▶ WORK TO BE COMPLETED
Reproduce the data exactly and drop any pictures it holds.

▶ SOURCE DATA
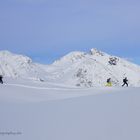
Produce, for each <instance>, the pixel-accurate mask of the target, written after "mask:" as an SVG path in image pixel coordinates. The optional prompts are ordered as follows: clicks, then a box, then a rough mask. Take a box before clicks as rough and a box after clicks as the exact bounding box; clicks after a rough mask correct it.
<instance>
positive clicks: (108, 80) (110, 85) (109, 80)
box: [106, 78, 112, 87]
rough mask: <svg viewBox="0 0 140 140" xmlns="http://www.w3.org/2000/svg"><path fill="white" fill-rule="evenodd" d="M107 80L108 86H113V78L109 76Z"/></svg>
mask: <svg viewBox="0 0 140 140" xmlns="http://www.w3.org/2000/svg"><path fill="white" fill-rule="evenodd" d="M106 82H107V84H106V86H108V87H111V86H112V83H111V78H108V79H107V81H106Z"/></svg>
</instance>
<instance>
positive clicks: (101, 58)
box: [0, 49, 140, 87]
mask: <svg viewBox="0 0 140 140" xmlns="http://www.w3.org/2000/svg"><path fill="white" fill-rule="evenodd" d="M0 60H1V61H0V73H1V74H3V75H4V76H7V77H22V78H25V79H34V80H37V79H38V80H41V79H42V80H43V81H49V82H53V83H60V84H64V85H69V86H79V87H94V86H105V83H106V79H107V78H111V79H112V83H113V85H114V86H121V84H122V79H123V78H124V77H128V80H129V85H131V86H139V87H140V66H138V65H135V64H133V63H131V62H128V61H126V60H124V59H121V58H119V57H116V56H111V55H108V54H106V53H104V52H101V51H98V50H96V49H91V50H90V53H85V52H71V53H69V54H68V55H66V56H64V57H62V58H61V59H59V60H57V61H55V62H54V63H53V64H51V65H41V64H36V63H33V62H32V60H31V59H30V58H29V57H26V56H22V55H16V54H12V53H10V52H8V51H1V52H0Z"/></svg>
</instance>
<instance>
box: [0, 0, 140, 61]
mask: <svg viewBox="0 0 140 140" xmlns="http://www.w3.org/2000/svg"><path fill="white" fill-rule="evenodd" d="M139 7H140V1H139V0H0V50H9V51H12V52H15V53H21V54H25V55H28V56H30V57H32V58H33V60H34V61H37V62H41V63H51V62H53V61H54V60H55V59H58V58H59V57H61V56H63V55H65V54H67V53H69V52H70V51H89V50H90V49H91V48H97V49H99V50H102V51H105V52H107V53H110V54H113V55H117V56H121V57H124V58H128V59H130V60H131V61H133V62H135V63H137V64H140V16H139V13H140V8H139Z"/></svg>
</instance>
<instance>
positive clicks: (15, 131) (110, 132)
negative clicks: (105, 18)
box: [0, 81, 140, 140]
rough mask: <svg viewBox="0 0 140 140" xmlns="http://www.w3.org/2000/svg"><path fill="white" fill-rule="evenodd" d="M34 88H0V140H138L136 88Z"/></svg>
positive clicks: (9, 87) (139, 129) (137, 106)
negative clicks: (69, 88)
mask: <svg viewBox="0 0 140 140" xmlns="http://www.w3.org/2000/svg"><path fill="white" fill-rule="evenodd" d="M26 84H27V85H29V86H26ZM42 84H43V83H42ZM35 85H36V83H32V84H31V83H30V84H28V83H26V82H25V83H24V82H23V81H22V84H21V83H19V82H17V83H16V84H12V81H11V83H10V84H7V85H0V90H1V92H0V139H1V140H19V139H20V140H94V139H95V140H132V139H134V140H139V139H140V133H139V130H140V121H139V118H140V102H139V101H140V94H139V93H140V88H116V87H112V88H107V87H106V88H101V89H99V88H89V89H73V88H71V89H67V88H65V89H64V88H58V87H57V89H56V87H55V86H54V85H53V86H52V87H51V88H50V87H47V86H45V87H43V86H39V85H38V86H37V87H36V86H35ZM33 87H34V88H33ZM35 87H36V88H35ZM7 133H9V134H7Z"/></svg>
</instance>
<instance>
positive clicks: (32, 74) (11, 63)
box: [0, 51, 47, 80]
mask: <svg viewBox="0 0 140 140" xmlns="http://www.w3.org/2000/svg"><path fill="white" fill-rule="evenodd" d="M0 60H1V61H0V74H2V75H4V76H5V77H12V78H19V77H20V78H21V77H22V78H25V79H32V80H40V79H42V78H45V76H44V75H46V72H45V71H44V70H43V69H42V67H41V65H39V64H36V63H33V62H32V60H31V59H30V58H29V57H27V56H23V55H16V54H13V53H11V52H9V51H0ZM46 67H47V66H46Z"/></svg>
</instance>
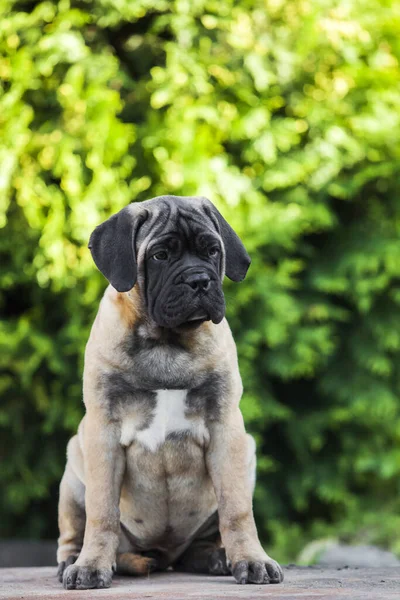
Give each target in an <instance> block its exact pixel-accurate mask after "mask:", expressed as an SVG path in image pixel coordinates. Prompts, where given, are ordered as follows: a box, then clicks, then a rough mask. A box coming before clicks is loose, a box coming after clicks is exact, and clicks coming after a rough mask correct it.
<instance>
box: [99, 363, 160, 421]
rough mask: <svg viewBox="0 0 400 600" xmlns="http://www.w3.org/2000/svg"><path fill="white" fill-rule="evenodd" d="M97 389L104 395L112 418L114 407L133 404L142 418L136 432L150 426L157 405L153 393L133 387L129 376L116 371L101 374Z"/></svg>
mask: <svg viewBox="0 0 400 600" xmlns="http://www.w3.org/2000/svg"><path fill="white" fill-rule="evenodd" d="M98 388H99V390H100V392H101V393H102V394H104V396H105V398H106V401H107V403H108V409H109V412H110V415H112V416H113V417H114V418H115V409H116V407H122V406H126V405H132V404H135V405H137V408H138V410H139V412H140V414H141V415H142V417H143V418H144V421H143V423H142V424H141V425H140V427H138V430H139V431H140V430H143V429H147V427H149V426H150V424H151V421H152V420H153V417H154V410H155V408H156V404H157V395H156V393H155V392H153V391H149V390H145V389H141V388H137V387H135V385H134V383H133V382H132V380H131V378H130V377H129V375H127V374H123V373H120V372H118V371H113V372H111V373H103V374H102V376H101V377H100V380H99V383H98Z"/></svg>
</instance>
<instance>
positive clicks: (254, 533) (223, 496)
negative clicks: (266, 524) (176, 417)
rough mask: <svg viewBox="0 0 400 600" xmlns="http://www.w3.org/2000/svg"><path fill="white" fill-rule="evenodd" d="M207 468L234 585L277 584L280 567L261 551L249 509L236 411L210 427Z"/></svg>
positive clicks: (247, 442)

▶ THE COMPLETED TASK
Produce, for each <instance>, the pixel-accurate mask of the target, written after "mask:" as an SVG path in image pixel coordinates. The optional prompts are ordered as follows: clicks, then a box, then a rough mask. Take a box before clicks as rough and a box after clicks as the exact bounding box; clicks after a rough mask correct it.
<instance>
positive clicks: (108, 80) (110, 85) (109, 80)
box: [106, 78, 112, 87]
rough mask: <svg viewBox="0 0 140 140" xmlns="http://www.w3.org/2000/svg"><path fill="white" fill-rule="evenodd" d="M107 80L108 86H113V78L109 76Z"/></svg>
mask: <svg viewBox="0 0 140 140" xmlns="http://www.w3.org/2000/svg"><path fill="white" fill-rule="evenodd" d="M106 82H107V84H106V86H108V87H111V86H112V83H111V78H108V79H107V81H106Z"/></svg>
</instance>
<instance>
positive clicks: (101, 58)
box: [0, 49, 140, 87]
mask: <svg viewBox="0 0 140 140" xmlns="http://www.w3.org/2000/svg"><path fill="white" fill-rule="evenodd" d="M0 60H1V61H0V73H1V74H3V75H4V76H7V77H22V78H25V79H34V80H37V79H38V80H41V79H42V80H43V81H49V82H53V83H60V84H64V85H69V86H79V87H94V86H105V83H106V79H107V78H111V79H112V83H113V85H114V86H121V84H122V79H123V78H124V77H128V80H129V85H131V86H139V87H140V66H138V65H135V64H133V63H131V62H128V61H126V60H124V59H121V58H119V57H116V56H111V55H108V54H106V53H104V52H101V51H98V50H96V49H91V50H90V53H85V52H71V53H69V54H68V55H66V56H64V57H62V58H61V59H59V60H57V61H55V62H54V63H53V64H51V65H41V64H36V63H33V62H32V60H31V59H30V58H29V57H26V56H22V55H16V54H12V53H10V52H8V51H1V52H0Z"/></svg>
</instance>
<instance>
box: [0, 0, 140, 61]
mask: <svg viewBox="0 0 140 140" xmlns="http://www.w3.org/2000/svg"><path fill="white" fill-rule="evenodd" d="M139 7H140V1H139V0H0V50H9V51H12V52H15V53H21V54H25V55H28V56H30V57H32V58H33V60H34V61H37V62H41V63H51V62H53V61H54V60H55V59H58V58H59V57H61V56H63V55H65V54H67V53H69V52H70V51H89V50H90V49H91V48H97V49H99V50H102V51H105V52H107V53H110V54H113V55H117V56H121V57H124V58H128V59H130V60H131V61H133V62H135V63H137V64H140V16H139V13H140V8H139Z"/></svg>
</instance>
<instance>
positive clicks: (15, 131) (110, 132)
negative clicks: (105, 18)
box: [0, 81, 140, 140]
rough mask: <svg viewBox="0 0 140 140" xmlns="http://www.w3.org/2000/svg"><path fill="white" fill-rule="evenodd" d="M34 88H0V140H138L136 88Z"/></svg>
positive clicks: (9, 87) (139, 129) (137, 106)
negative clicks: (69, 88)
mask: <svg viewBox="0 0 140 140" xmlns="http://www.w3.org/2000/svg"><path fill="white" fill-rule="evenodd" d="M26 84H27V85H29V86H26ZM42 84H43V83H42ZM35 85H36V83H32V84H31V83H30V84H28V83H26V82H25V83H24V82H23V81H22V84H21V83H19V82H17V83H16V84H12V81H11V83H10V84H7V85H0V90H1V92H0V139H1V140H19V139H20V140H94V139H95V140H132V139H134V140H139V139H140V133H139V130H140V121H139V118H140V102H139V101H140V94H139V93H140V88H116V87H112V88H107V87H106V88H101V89H99V88H89V89H73V88H71V89H67V88H65V89H64V88H58V87H57V89H56V87H55V86H54V85H53V86H52V87H51V88H50V87H47V86H45V87H43V86H39V85H38V86H37V87H36V86H35ZM33 87H34V88H33ZM35 87H36V88H35ZM7 133H9V134H7Z"/></svg>
</instance>
<instance>
positive clicks: (32, 74) (11, 63)
box: [0, 51, 47, 80]
mask: <svg viewBox="0 0 140 140" xmlns="http://www.w3.org/2000/svg"><path fill="white" fill-rule="evenodd" d="M0 60H1V61H0V74H2V75H4V76H5V77H12V78H19V77H20V78H21V77H22V78H25V79H32V80H40V79H42V78H45V76H44V75H46V72H45V71H44V70H43V69H42V67H41V65H39V64H36V63H33V62H32V60H31V59H30V58H29V57H27V56H23V55H16V54H13V53H11V52H9V51H0ZM46 67H47V66H46Z"/></svg>
</instance>
Give each target in an <instance> block its exact pixel-accurate mask after "mask:", expressed as an SVG path in image pixel coordinates. Prompts, where given, are ordered as follows: a box, then clicks, then a rough mask. A box coming before clicks is loose, a box coming after clicks is exact, and clicks coming after a rough mask correct it.
<instance>
box: [99, 363, 160, 421]
rough mask: <svg viewBox="0 0 400 600" xmlns="http://www.w3.org/2000/svg"><path fill="white" fill-rule="evenodd" d="M97 389L104 395L112 418L114 407L133 404L142 418L136 432L150 426L157 405L153 393L133 387L129 376L116 371L101 374Z"/></svg>
mask: <svg viewBox="0 0 400 600" xmlns="http://www.w3.org/2000/svg"><path fill="white" fill-rule="evenodd" d="M98 388H99V390H100V392H101V393H102V394H104V396H105V398H106V401H107V403H108V409H109V412H110V415H112V416H113V417H114V418H115V409H116V407H122V406H126V405H132V404H135V405H137V408H138V410H139V412H140V414H141V415H142V417H143V418H144V421H143V423H142V424H141V425H140V427H138V430H139V431H140V430H143V429H147V427H149V426H150V424H151V421H152V420H153V417H154V410H155V408H156V404H157V395H156V393H155V392H153V391H149V390H145V389H141V388H137V387H135V385H134V383H133V382H132V380H131V378H130V377H129V375H127V374H123V373H120V372H118V371H113V372H111V373H103V374H102V376H101V377H100V380H99V383H98Z"/></svg>
</instance>
<instance>
positive clicks: (254, 533) (223, 496)
negative clicks: (266, 524) (176, 417)
rough mask: <svg viewBox="0 0 400 600" xmlns="http://www.w3.org/2000/svg"><path fill="white" fill-rule="evenodd" d="M207 468L234 585L277 584L280 567L261 551L249 509L236 411L210 427Z"/></svg>
positive clicks: (247, 442)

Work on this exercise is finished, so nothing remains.